-- Activity --
All lines below are to be output exactly as they stand.

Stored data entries
================

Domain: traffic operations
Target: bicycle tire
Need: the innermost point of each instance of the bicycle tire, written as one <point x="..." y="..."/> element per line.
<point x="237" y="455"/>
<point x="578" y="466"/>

================

-- Answer for this exercise --
Domain: traffic operations
Target: bicycle tire
Need: the innermost point of each instance of the bicycle tire, written as one <point x="..." y="..."/> element per line.
<point x="237" y="455"/>
<point x="578" y="466"/>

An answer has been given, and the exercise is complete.